(Your goal): Rewrite all of the material below, replacing "laid out like this sample" with "formatted like this example" and leaving everything else unchanged. Omit the pictures from your answer.

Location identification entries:
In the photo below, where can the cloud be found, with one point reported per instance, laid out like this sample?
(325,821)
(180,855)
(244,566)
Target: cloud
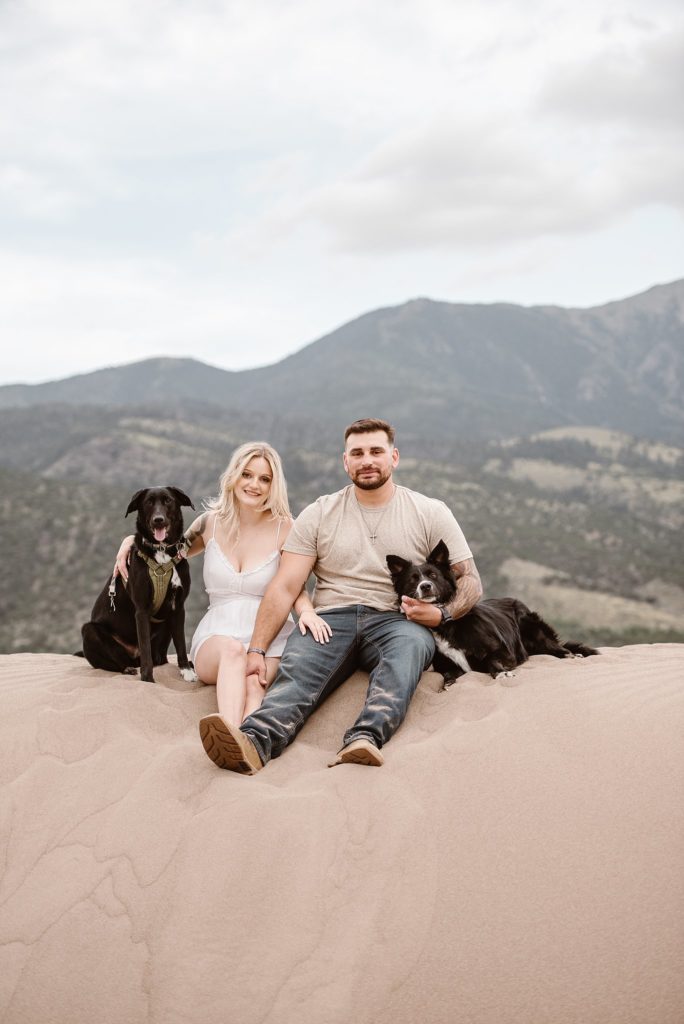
(231,178)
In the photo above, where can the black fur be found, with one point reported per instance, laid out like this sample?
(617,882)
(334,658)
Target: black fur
(495,637)
(121,635)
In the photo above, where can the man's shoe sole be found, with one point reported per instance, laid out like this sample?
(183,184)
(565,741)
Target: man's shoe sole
(359,752)
(227,747)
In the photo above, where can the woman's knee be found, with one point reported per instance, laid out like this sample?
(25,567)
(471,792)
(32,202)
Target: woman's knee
(229,647)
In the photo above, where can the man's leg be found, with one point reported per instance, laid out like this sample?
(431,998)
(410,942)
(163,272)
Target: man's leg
(396,652)
(308,673)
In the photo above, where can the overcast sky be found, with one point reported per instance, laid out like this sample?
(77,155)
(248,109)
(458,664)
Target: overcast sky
(230,180)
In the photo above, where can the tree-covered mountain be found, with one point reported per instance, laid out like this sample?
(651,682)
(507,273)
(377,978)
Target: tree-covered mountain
(510,415)
(467,372)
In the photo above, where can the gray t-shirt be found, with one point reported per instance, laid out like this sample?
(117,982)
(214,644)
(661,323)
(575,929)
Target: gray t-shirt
(350,567)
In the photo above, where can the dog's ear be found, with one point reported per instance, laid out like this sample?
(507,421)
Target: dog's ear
(395,564)
(134,503)
(439,556)
(181,497)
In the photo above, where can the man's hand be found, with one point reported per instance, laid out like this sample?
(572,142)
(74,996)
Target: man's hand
(124,557)
(256,666)
(421,611)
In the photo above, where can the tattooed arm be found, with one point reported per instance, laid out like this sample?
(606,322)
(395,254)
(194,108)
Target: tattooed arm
(469,590)
(195,536)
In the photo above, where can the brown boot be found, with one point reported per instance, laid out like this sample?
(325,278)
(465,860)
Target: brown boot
(227,747)
(358,752)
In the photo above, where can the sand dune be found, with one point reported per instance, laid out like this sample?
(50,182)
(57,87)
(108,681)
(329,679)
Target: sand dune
(519,857)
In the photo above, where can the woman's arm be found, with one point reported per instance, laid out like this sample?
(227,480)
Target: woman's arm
(194,538)
(308,620)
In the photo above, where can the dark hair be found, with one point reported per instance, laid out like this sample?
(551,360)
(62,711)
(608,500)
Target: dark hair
(368,427)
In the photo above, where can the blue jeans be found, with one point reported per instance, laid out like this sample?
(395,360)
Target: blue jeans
(394,651)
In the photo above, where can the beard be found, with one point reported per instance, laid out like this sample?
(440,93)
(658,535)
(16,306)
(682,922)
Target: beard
(371,482)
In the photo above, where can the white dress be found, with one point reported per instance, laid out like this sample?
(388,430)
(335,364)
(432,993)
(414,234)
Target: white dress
(234,599)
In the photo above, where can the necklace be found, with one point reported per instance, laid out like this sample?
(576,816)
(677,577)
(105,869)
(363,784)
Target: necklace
(377,515)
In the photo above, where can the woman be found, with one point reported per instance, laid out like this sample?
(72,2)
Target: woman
(242,534)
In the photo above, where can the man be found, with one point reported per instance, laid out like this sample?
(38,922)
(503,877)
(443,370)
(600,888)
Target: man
(343,539)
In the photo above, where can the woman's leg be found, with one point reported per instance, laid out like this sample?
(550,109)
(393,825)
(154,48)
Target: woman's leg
(255,691)
(221,660)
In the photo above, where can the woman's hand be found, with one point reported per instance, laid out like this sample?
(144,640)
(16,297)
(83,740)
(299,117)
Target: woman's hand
(123,557)
(316,626)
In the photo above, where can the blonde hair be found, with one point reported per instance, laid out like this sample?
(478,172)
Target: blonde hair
(225,505)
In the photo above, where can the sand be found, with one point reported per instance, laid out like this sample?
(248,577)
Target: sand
(518,858)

(Written answer):
In the photo below, where can the cloud be found, with one point reported per instance, formatted like this example?
(325,821)
(180,855)
(244,566)
Target: cloud
(231,178)
In the photo above, where can the black fur be found, with one point reported per instance, formatted like this example?
(617,882)
(334,658)
Target: black fur
(495,637)
(121,635)
In the photo above, where can the man's shoe sole be found, with one point reported per instance, formatted like this example?
(183,184)
(565,741)
Target: man's shoe sole
(359,752)
(227,747)
In the photo above, where can the woman's knee be found, with one point reported per instance, formatted like this example?
(25,567)
(471,792)
(32,202)
Target: woman's knee
(229,647)
In the photo above, where can the man's leg be found, with one point reported per instance, formatted like this example?
(431,998)
(410,942)
(163,272)
Target: man's leg
(396,652)
(308,673)
In the photo above, where can the overcast sky be found, with one point reported per instance, formatted like this example?
(77,155)
(248,109)
(458,664)
Target: overcast sky
(230,180)
In the photo above, where can the tree-covered mountain be found, with one point reported per instance, formatted like this example?
(651,682)
(507,273)
(377,978)
Target: tree-covered mountain
(510,415)
(467,372)
In the photo above, where can the gray t-shirt be found, with one point reported per instance, formatted like this example?
(117,982)
(214,644)
(661,323)
(575,929)
Target: gray t-shirt
(350,567)
In the photo above, where can the dog's ear be found, with one point reported per instance, formatted like this example?
(507,421)
Target: dog's ear
(395,564)
(134,503)
(439,556)
(181,497)
In the photo above, where can the man's hand be found, with one point reported per instance, formatted like this example?
(572,142)
(74,996)
Target: man's hand
(124,557)
(256,666)
(421,611)
In the photo above, where can the tattooed arm be found, with one point reported per instance, formatted like this example?
(606,322)
(395,254)
(194,108)
Target: tattooed arm
(469,590)
(195,536)
In the photo above, where can the brown boot be found, with one point reported per instance, formatted like this example?
(325,278)
(465,860)
Target: brown boot
(227,747)
(358,752)
In the photo above, where can the sand dune be found, with one point reported per instance, formatted like this example?
(50,182)
(57,87)
(108,681)
(329,679)
Target: sand dune
(519,857)
In the photo above, where can the woman's arm be found, with one point reported per instance, formatted like this example?
(227,480)
Target: woman's arm
(194,538)
(308,620)
In the photo above, where can the dark hair be found, with one point reported per instance, formatted like this example?
(551,360)
(62,711)
(608,500)
Target: dark hair
(368,427)
In the photo above, where can the blue jeans be found, with one point reported per instance, formatted like this example?
(395,360)
Target: blue jeans
(394,651)
In the photo above, where can the beard be found, with one point reported per instance, formatted like this example?
(440,93)
(658,535)
(16,306)
(682,922)
Target: beard
(371,482)
In the photo above, where can the white dress be found, with one point reported per instance, formatted like this example?
(388,430)
(335,364)
(432,993)
(414,234)
Target: white dress
(234,599)
In the photo above, where can the necklace be found, with one point reported per instance, formatted like this example?
(576,816)
(677,577)
(105,869)
(363,784)
Target: necklace
(377,515)
In the photo above, where can the woman be found, with one point reported per instance, formatted like this example?
(72,2)
Target: woman
(242,534)
In the photo above, where can the man be found, with one point reported per instance, formatted like this example?
(38,922)
(503,877)
(443,370)
(600,888)
Target: man
(343,539)
In the photo above, where can the woman's leg be found, with one point reported per instance, formatted like this example?
(550,109)
(393,825)
(154,48)
Target: woman's leg
(255,691)
(221,660)
In the photo above, where can the woman's hand be found, with one point reported per instance, formatted like this example?
(144,640)
(16,297)
(83,740)
(299,117)
Target: woman's hand
(123,557)
(316,626)
In the photo above, where can the blonde hair be found, with one point reported per instance, formatted like this example?
(478,172)
Target: blonde hair
(225,505)
In the photo above, where can the sand be found, with one point reported per instance, formatted like this example?
(248,577)
Target: sand
(518,858)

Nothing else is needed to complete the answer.